WHAT NEEDS TO BE DONE:
Extract all of the entries and set them down verbatim.

RECORDS PROVIDED:
____
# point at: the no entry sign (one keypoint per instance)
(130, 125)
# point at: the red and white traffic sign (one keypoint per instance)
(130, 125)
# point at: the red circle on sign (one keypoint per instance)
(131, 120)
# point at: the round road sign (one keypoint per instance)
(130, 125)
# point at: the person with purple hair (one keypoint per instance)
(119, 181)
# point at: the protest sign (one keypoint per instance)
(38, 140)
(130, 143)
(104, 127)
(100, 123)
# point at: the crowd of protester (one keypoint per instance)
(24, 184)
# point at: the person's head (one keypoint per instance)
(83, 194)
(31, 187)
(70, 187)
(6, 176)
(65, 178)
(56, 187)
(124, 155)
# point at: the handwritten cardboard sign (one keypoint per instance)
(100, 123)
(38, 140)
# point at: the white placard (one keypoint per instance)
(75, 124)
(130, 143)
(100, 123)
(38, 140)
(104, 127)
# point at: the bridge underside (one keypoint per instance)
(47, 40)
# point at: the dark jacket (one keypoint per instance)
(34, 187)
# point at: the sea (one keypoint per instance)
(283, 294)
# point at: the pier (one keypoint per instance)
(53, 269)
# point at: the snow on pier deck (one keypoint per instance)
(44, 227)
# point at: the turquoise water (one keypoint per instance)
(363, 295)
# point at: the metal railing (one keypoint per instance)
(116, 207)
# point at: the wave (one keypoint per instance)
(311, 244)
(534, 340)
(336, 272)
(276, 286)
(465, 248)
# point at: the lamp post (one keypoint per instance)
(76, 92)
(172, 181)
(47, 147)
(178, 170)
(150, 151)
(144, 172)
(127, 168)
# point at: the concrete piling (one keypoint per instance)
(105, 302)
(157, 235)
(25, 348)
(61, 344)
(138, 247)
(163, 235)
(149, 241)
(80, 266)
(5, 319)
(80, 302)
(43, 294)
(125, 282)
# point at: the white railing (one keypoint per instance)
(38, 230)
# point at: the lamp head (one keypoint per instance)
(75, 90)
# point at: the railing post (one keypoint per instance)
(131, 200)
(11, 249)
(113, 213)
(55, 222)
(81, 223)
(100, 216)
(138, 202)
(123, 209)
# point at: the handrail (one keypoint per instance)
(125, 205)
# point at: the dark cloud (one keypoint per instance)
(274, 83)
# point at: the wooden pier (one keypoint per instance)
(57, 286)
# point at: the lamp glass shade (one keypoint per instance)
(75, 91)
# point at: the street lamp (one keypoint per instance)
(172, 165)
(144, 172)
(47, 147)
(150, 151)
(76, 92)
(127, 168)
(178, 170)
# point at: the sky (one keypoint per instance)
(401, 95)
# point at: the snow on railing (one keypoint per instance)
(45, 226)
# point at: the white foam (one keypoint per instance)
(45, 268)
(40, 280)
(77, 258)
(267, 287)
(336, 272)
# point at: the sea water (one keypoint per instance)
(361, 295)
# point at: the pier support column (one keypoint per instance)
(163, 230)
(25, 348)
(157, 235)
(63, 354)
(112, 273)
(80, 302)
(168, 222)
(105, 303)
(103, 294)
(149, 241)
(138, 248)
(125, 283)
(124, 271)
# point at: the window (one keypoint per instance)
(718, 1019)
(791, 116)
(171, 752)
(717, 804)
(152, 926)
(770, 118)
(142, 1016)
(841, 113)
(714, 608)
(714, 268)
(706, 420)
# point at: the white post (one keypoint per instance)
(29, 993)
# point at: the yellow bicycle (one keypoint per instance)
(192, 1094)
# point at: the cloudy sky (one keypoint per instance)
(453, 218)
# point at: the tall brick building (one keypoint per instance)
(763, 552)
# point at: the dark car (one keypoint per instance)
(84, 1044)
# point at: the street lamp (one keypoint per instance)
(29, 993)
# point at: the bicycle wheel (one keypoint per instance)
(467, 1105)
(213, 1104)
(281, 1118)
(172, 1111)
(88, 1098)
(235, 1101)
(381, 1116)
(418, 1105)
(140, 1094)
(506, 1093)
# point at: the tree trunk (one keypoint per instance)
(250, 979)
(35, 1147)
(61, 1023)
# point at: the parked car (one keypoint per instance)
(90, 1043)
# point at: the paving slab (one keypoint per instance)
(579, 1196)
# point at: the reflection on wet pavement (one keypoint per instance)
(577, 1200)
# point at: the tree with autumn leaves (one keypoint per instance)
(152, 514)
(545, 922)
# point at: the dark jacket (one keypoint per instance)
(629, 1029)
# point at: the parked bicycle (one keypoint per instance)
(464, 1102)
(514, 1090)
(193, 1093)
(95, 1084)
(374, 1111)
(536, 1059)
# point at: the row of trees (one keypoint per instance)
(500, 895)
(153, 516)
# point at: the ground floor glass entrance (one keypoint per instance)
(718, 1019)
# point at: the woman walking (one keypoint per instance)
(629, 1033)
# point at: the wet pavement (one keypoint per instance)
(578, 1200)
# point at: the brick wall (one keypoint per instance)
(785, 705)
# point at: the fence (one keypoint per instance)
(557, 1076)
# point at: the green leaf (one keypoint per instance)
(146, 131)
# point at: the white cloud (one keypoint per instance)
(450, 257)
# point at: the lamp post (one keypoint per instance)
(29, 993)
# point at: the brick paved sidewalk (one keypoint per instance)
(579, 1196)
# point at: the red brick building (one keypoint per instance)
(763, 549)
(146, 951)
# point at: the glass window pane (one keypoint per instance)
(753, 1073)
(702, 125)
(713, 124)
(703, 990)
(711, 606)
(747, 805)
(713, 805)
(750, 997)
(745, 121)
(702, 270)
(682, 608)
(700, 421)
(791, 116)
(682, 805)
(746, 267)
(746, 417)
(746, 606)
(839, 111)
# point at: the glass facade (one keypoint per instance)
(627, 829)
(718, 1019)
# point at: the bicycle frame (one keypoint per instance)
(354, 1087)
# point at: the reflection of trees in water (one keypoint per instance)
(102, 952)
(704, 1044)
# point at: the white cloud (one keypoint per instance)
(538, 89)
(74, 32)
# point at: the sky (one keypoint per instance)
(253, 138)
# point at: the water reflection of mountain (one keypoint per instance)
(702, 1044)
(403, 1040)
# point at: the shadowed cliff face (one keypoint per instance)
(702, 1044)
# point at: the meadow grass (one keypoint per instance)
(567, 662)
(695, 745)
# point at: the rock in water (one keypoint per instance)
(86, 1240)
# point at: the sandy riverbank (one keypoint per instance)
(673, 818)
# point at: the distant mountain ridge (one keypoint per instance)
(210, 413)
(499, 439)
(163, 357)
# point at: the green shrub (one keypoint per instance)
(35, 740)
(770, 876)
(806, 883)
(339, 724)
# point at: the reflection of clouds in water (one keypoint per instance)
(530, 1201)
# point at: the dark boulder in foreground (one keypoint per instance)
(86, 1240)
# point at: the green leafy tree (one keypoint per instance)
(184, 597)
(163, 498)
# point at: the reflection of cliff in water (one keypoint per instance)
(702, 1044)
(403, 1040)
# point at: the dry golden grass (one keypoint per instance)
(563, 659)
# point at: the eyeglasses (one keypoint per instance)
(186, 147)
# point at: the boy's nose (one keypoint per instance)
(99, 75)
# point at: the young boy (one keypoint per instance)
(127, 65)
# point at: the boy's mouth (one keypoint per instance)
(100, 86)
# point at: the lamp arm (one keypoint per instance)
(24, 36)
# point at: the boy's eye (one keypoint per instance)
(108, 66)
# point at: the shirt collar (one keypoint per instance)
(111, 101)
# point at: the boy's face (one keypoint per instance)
____
FINAL RESULT:
# point at: the no entry sign (one keypoint per instance)
(130, 125)
# point at: the red and white traffic sign (one keypoint per instance)
(130, 125)
# point at: the red circle on sign (one keypoint per instance)
(131, 120)
# point at: the round road sign (one keypoint per instance)
(130, 125)
# point at: the person with purple hair (one keypoint per instance)
(119, 181)
# point at: the protest sign (one keypoint per instance)
(38, 140)
(130, 143)
(104, 127)
(100, 123)
# point at: the crowd of protester (one keypoint per instance)
(24, 184)
# point at: the person's head (one keypoint per instance)
(83, 194)
(31, 187)
(70, 187)
(6, 176)
(65, 178)
(56, 187)
(124, 155)
# point at: the handwritten cardboard sign (one keypoint per instance)
(100, 123)
(38, 140)
# point at: the white placard (one keypoint per instance)
(75, 124)
(130, 143)
(100, 123)
(38, 140)
(104, 127)
# point at: the bridge underside (one keypoint per instance)
(47, 40)
# point at: the dark jacket (one keypoint per instance)
(34, 187)
# point at: the sea (one keypoint per instance)
(283, 294)
# point at: the pier (one keypoint per instance)
(53, 269)
# point at: the snow on pier deck (one keypoint per instance)
(44, 227)
# point at: the turquoise water (one keypoint per instance)
(363, 295)
# point at: the metal railing (one keypoint per instance)
(116, 207)
# point at: the wave (one keypoint per instance)
(311, 244)
(534, 340)
(336, 272)
(276, 286)
(465, 248)
# point at: the lamp post (one keypoint per instance)
(76, 92)
(172, 181)
(47, 147)
(178, 170)
(150, 151)
(144, 172)
(127, 168)
# point at: the concrete piling (one keypoint per instance)
(105, 302)
(157, 235)
(25, 348)
(61, 344)
(138, 247)
(163, 235)
(149, 241)
(80, 266)
(5, 319)
(80, 302)
(43, 294)
(125, 282)
# point at: the white railing (one keypoint per instance)
(38, 230)
# point at: the lamp head (one keypoint per instance)
(75, 90)
# point at: the railing post (one keypoint per instance)
(131, 200)
(11, 249)
(113, 213)
(55, 222)
(81, 223)
(100, 216)
(138, 202)
(123, 209)
# point at: the handrail (one keypoint per instance)
(125, 205)
# point at: the dark cloud (one keypoint per instance)
(274, 83)
# point at: the wooden pier (one keypoint per instance)
(57, 286)
# point at: the lamp glass shade (one keypoint per instance)
(75, 91)
# point at: the street lamp (one keypoint per instance)
(172, 165)
(144, 172)
(47, 147)
(150, 151)
(76, 92)
(127, 168)
(178, 170)
# point at: the sky (one keypoint per instance)
(401, 95)
# point at: the snow on railing (one keypoint per instance)
(45, 226)
# point at: the white foam (one keypoint per instance)
(45, 268)
(40, 280)
(77, 258)
(267, 287)
(336, 272)
# point at: the sea water (one keypoint per instance)
(361, 295)
# point at: the pier support column (one keypoint per instance)
(163, 230)
(25, 348)
(157, 235)
(63, 354)
(112, 273)
(80, 302)
(168, 222)
(105, 303)
(103, 294)
(149, 241)
(138, 248)
(125, 283)
(124, 271)
# point at: the window (one keypoint per instance)
(718, 1019)
(791, 116)
(171, 752)
(717, 804)
(152, 926)
(770, 118)
(142, 1016)
(841, 113)
(714, 608)
(714, 268)
(706, 420)
# point at: the white post (one keypoint per instance)
(29, 993)
# point at: the yellow bicycle (one keypoint per instance)
(192, 1094)
# point at: the cloudy sky (one keypoint per instance)
(453, 218)
# point at: the tall brick building (one keypoint per instance)
(763, 552)
# point at: the dark car (one keypoint per instance)
(84, 1044)
# point at: the street lamp (one keypoint per instance)
(29, 993)
# point at: the bicycle wheel (one keypoint per instance)
(467, 1105)
(213, 1104)
(281, 1118)
(172, 1111)
(88, 1098)
(235, 1101)
(381, 1116)
(418, 1105)
(140, 1094)
(506, 1093)
# point at: the tree trunk (one keypoint per instance)
(250, 979)
(35, 1147)
(61, 1023)
# point at: the parked car (one keypoint per instance)
(90, 1043)
# point at: the paving slab (one keypoint per instance)
(579, 1196)
# point at: the reflection on wet pavement (one keypoint per instance)
(577, 1200)
# point at: the tree with autumn leaves (one keypoint per instance)
(152, 514)
(545, 922)
# point at: the dark jacket (one keypoint per instance)
(629, 1029)
# point at: the parked bicycle (one keypoint per instance)
(464, 1102)
(514, 1090)
(193, 1093)
(95, 1084)
(374, 1111)
(536, 1059)
# point at: the row of trees (one keypoint per instance)
(500, 895)
(153, 516)
# point at: the ground floor glass entrance (one keypoint per instance)
(718, 1019)
# point at: the woman walking (one keypoint per instance)
(629, 1033)
# point at: the wet pavement (one keypoint per instance)
(578, 1200)
# point at: the brick wall (one keypoint per instance)
(785, 705)
# point at: the fence (one keypoint per instance)
(557, 1076)
# point at: the green leaf (one keypoint per instance)
(146, 131)
# point at: the white cloud (one keypoint per instance)
(450, 257)
# point at: the lamp post (one keypoint per instance)
(29, 993)
# point at: the brick paved sidewalk (one keypoint per instance)
(579, 1196)
# point at: the red brick building (one keypoint per instance)
(763, 549)
(146, 951)
# point at: the glass window pane (one keypoint per instance)
(753, 1073)
(702, 125)
(713, 124)
(703, 990)
(711, 606)
(747, 805)
(713, 805)
(750, 997)
(745, 121)
(702, 270)
(682, 608)
(700, 421)
(791, 116)
(682, 805)
(746, 267)
(746, 417)
(746, 606)
(839, 111)
# point at: the glass facade (one keypoint per instance)
(627, 829)
(718, 1019)
# point at: the bicycle frame (one keypoint per instance)
(354, 1087)
# point at: the reflection of trees in water (one keypoint per instance)
(102, 952)
(704, 1044)
# point at: the white cloud (one keypoint per instance)
(538, 89)
(74, 32)
# point at: the sky (one keypoint per instance)
(253, 138)
# point at: the water reflection of mountain (one keypoint per instance)
(702, 1044)
(403, 1040)
# point at: the shadowed cliff face (one keypoint per instance)
(702, 1044)
# point at: the meadow grass (one keypoint per instance)
(567, 662)
(695, 745)
# point at: the rock in water (one keypoint per instance)
(86, 1240)
# point at: the sandy riverbank (one keypoint per instance)
(673, 818)
# point at: the distant mountain ridge (one keypoint per instance)
(210, 413)
(499, 439)
(163, 357)
# point at: the green shrub (one keypoint per instance)
(35, 740)
(770, 876)
(806, 883)
(339, 724)
# point at: the reflection of clouds in water (one keypoint per instance)
(530, 1201)
# point at: the dark boulder in foreground (one keypoint per instance)
(86, 1240)
# point at: the green leafy tree (one keypoint per instance)
(184, 597)
(163, 498)
# point at: the reflection of cliff in water (one keypoint per instance)
(702, 1044)
(403, 1040)
# point at: the dry golden grass (one keypoint per instance)
(563, 659)
# point at: the eyeglasses (one keypoint per instance)
(186, 147)
# point at: the boy's nose (one keypoint per instance)
(99, 75)
# point at: the young boy (one keypoint per instance)
(127, 65)
# point at: the boy's mouth (one keypoint per instance)
(100, 86)
# point at: the lamp arm (one keypoint per instance)
(24, 36)
# point at: the boy's eye (one keypoint per instance)
(108, 66)
# point at: the shirt collar (one keypoint per instance)
(111, 101)
# point at: the boy's face (one keypoint per instance)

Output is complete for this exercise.